● PAGE
start

The 'brain-inspired' community has always been doing this, since Carver Mead introduced the term 'neuromorphic' in the late 1980s. Reselling banalities as a new great insight. My favourite is "Neuromorphic computing breakthrough could enable blockchain on Mars" [1]. What else can they do? After all, that community has now multiple decades of failure under it's belt. Not a single success. Failure to make progress in AI and failure to say anything of interest about the brain. To paraphrase a US president: In this world nothing can be said to be certain, except death, taxes and neuromphicists exaggerating. (Aside: I was told by someone who applied to YC with a 'neuromorphic' startup that YC said, they don't fund 'neuromorphic'. I am not sure about details ...). The whole 'brain talk' malarkey goes back way longer.
In particular psychology and related subjects,
since their origins as a specialty in the 19th century, have heavily used brain-inspired metaphors that were intended to mislead. Already in the 19th century that was criticised. See [3] for an interesting discussion.
There is something interesting in this post, namely that it's based on non-Nvidia GPUs, in this case MetaX [2]. I don't know how competitive MetaX are today, but I would not bet against China in the longer term.

end

[Data entries]
start

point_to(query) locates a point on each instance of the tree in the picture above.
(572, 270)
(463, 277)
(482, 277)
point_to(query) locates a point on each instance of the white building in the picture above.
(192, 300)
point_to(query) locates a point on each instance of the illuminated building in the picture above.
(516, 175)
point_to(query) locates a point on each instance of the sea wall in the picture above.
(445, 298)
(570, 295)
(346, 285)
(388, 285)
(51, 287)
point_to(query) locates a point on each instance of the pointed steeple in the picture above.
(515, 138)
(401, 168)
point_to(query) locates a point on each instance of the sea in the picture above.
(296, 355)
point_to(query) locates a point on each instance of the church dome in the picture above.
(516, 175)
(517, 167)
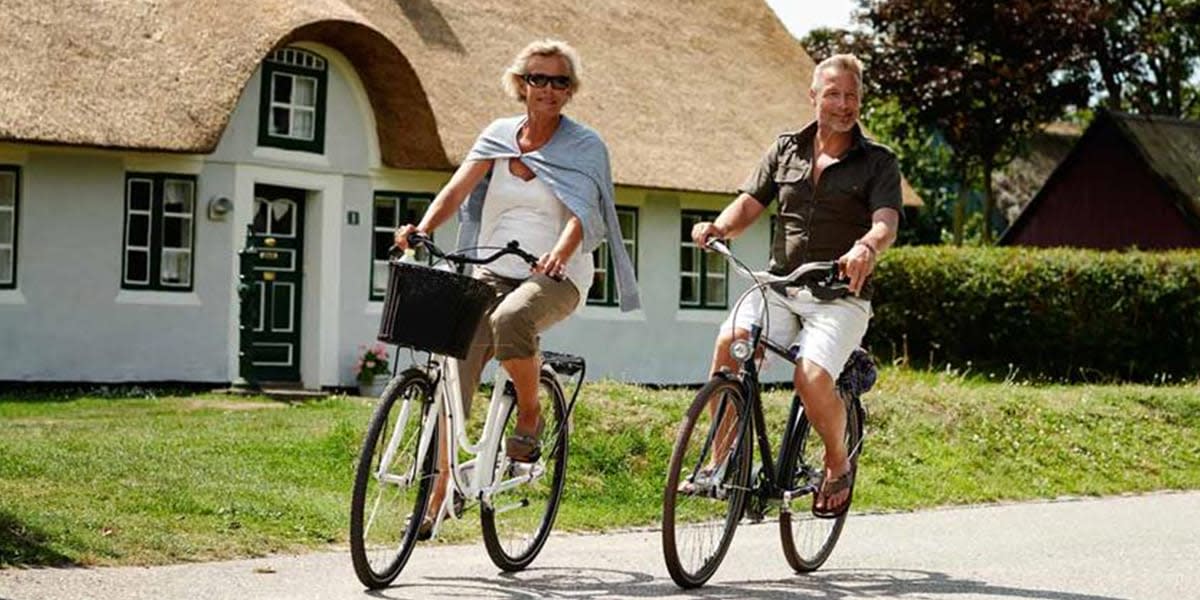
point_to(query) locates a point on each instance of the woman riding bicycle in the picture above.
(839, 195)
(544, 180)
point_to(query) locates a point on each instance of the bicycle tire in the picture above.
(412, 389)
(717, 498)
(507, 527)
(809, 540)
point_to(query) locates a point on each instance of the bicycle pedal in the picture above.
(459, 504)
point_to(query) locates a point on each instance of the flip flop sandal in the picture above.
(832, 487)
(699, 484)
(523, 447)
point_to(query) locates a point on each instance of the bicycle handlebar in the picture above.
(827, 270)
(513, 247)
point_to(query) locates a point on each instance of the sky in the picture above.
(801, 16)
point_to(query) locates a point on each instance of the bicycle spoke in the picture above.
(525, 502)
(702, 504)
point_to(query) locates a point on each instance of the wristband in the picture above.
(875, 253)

end

● WHAT IS ASKED
1. Can you output the passage of the comment on neuromorphic computing starting with "In particular psychology" and going on through "the longer term.", copied word for word?
2. Answer these about the comment on neuromorphic computing:
(a) Who introduced the term "neuromorphic," and when?
(b) Since when have psychology and related subjects used brain-inspired metaphors?
(c) What non-Nvidia GPUs is the post based on?

● SOLUTIONS TO THE TASKS
1.
In particular psychology and related subjects,
since their origins as a specialty in the 19th century, have heavily used brain-inspired metaphors that were intended to mislead. Already in the 19th century that was criticised. See [3] for an interesting discussion.
There is something interesting in this post, namely that it's based on non-Nvidia GPUs, in this case MetaX [2]. I don't know how competitive MetaX are today, but I would not bet against China in the longer term.

2.
(a) Carver Mead, in the late 1980s.
(b) Since their origins as a specialty in the 19th century.
(c) MetaX.